Material provided:
((
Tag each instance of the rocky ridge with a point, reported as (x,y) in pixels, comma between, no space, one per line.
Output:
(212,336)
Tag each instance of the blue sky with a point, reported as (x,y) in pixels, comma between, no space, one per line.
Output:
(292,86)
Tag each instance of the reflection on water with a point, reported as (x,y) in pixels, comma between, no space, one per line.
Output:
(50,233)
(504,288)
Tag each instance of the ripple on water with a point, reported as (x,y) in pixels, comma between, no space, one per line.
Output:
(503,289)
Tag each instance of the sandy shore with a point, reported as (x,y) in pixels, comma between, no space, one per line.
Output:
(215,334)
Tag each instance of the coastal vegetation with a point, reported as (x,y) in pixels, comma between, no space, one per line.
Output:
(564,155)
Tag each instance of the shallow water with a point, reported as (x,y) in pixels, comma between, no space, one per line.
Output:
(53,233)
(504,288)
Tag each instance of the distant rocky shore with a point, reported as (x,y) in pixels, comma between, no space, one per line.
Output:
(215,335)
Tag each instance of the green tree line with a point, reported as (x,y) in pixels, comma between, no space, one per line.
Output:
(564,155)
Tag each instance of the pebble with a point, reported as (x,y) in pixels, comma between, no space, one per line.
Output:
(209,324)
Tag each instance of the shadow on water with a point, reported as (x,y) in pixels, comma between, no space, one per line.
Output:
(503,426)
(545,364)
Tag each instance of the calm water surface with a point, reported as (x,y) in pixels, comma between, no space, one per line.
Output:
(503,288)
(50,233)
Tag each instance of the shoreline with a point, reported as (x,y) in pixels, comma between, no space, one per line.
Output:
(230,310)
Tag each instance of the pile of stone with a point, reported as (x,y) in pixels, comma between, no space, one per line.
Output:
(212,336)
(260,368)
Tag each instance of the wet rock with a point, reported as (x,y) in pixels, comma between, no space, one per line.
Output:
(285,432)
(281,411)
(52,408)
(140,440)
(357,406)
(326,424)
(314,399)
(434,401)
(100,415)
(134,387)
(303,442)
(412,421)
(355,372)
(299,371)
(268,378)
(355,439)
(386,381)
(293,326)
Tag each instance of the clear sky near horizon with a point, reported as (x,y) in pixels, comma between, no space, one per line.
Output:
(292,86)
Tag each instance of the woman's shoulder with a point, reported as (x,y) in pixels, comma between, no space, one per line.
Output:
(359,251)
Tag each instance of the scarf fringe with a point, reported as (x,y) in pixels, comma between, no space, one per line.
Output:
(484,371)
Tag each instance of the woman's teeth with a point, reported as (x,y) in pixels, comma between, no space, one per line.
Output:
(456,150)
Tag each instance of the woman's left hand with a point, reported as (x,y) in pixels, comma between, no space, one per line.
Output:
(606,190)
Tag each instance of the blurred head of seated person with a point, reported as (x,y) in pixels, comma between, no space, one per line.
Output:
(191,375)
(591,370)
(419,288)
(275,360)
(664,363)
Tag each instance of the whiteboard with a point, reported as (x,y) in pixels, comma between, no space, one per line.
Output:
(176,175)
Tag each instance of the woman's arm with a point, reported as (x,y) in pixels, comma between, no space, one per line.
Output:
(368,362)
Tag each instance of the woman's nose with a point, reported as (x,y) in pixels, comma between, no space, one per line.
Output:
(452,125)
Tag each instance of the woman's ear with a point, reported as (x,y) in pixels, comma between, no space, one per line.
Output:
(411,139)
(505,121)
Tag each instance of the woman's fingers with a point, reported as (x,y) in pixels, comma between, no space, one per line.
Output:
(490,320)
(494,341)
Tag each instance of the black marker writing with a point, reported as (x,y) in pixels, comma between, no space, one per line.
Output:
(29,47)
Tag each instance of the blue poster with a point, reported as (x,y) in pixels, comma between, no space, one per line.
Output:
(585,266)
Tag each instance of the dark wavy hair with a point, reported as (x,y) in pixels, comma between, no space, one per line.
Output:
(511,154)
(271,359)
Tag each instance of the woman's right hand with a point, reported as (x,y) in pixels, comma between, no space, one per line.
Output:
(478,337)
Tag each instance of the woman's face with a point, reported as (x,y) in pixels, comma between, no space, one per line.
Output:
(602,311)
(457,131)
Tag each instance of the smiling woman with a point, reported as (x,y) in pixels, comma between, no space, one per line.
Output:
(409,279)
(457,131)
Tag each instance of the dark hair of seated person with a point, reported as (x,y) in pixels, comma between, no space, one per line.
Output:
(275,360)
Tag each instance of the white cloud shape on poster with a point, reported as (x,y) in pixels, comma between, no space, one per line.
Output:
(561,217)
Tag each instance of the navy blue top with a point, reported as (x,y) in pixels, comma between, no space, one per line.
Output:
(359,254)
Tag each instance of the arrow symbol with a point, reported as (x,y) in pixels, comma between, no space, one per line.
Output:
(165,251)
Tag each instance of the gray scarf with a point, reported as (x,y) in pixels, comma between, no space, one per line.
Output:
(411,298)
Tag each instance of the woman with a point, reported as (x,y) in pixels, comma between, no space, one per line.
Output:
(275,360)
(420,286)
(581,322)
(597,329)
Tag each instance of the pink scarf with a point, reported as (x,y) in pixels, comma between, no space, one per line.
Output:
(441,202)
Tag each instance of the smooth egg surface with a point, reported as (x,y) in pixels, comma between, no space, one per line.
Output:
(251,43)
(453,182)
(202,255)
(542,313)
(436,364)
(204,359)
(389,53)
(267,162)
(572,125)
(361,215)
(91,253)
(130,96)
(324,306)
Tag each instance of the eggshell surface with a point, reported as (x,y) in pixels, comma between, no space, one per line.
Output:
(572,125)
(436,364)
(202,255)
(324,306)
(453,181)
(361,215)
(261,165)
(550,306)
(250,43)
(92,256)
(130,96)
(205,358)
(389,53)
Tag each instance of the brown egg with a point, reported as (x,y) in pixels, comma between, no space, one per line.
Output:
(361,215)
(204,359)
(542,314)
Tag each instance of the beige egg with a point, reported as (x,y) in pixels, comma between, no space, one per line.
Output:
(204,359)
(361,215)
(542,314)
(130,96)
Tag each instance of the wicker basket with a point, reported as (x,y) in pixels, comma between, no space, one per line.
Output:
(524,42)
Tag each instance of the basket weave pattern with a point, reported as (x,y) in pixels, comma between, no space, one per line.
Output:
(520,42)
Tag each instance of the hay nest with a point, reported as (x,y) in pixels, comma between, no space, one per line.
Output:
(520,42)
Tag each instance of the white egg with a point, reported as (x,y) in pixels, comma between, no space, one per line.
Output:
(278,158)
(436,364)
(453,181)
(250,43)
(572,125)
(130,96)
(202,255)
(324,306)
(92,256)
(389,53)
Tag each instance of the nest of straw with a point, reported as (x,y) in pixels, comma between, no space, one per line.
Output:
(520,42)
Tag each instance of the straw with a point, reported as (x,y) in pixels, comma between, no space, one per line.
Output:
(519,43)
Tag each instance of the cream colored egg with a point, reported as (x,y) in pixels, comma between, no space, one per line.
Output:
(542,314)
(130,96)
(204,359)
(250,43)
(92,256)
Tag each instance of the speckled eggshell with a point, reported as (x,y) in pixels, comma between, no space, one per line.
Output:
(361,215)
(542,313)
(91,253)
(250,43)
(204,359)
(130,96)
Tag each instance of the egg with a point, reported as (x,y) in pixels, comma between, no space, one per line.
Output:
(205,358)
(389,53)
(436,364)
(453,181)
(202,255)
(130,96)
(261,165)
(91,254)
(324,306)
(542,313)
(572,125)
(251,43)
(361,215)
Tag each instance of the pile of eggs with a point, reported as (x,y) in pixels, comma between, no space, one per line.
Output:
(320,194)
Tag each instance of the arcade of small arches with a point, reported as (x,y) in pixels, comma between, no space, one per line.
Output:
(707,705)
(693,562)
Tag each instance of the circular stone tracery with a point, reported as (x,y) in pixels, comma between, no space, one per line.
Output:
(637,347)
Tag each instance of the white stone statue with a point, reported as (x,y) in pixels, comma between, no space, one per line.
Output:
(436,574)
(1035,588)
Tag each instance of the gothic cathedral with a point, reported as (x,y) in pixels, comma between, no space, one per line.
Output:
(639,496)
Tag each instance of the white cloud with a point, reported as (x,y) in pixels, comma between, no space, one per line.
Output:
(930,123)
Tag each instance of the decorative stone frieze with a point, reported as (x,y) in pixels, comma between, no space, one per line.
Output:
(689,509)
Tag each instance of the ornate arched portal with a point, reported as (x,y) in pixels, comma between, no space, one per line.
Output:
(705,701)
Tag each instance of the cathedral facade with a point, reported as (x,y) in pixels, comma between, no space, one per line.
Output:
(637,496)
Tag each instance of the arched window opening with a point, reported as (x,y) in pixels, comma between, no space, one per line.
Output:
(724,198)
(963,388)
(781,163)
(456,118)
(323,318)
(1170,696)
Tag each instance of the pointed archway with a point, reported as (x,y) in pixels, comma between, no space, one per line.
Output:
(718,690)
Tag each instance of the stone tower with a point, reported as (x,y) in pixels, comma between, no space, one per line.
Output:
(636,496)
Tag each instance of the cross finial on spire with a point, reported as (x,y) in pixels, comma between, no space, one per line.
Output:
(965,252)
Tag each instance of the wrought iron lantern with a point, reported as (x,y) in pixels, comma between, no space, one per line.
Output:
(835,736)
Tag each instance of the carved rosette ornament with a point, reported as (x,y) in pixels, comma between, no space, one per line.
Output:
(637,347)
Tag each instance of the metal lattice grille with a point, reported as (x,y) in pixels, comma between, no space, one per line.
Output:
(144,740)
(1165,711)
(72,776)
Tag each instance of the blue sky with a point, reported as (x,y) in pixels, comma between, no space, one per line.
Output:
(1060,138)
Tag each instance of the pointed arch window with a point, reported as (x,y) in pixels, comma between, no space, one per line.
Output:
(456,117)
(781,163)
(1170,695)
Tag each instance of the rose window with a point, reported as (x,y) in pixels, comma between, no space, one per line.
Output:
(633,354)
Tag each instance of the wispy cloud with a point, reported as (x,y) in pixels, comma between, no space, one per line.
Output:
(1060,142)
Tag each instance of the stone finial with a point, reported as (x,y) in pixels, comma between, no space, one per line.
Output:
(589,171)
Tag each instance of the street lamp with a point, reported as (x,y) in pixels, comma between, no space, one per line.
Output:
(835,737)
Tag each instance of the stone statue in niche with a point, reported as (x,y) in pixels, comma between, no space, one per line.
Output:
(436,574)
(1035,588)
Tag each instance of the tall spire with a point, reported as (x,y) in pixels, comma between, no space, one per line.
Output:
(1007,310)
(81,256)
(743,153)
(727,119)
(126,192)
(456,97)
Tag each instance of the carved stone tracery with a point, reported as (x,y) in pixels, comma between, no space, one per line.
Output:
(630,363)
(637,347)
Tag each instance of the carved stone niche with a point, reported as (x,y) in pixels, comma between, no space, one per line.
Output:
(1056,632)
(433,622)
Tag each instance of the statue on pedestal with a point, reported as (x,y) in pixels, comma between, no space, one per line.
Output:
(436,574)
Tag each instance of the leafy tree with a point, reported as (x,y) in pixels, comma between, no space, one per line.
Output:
))
The task: Produce an exact repeat of the lines from the one containing "Tag each instance of the stone statue" through the last line of the data, and nothing more.

Exercise answer:
Tag each instance of the stone statue in niche with a point, reported as (x,y) in pixels, comma between, no space, one per line.
Output:
(436,574)
(1035,588)
Tag each instance of the tall spire with a point, reported as (x,y) in pixels, comma between, no space, one per line.
Output:
(1007,310)
(81,256)
(743,153)
(727,119)
(126,192)
(456,97)
Tag each instance of the carved stone tracery with a point, reported as (x,y) in pixels, comma between, no space, one per line.
Output:
(630,363)
(637,347)
Tag each instance of the carved stone niche with a point, reported as (x,y) in pixels, comma between, no space, one per line.
Output:
(1056,632)
(433,622)
Tag each instance of the statue on pedestal with a point, reported as (x,y) in pixels, comma between, no space, one per line.
Output:
(436,574)
Tag each instance of the leafy tree with a point, reported as (x,y) in pixels, comma between, no space, one per line.
Output:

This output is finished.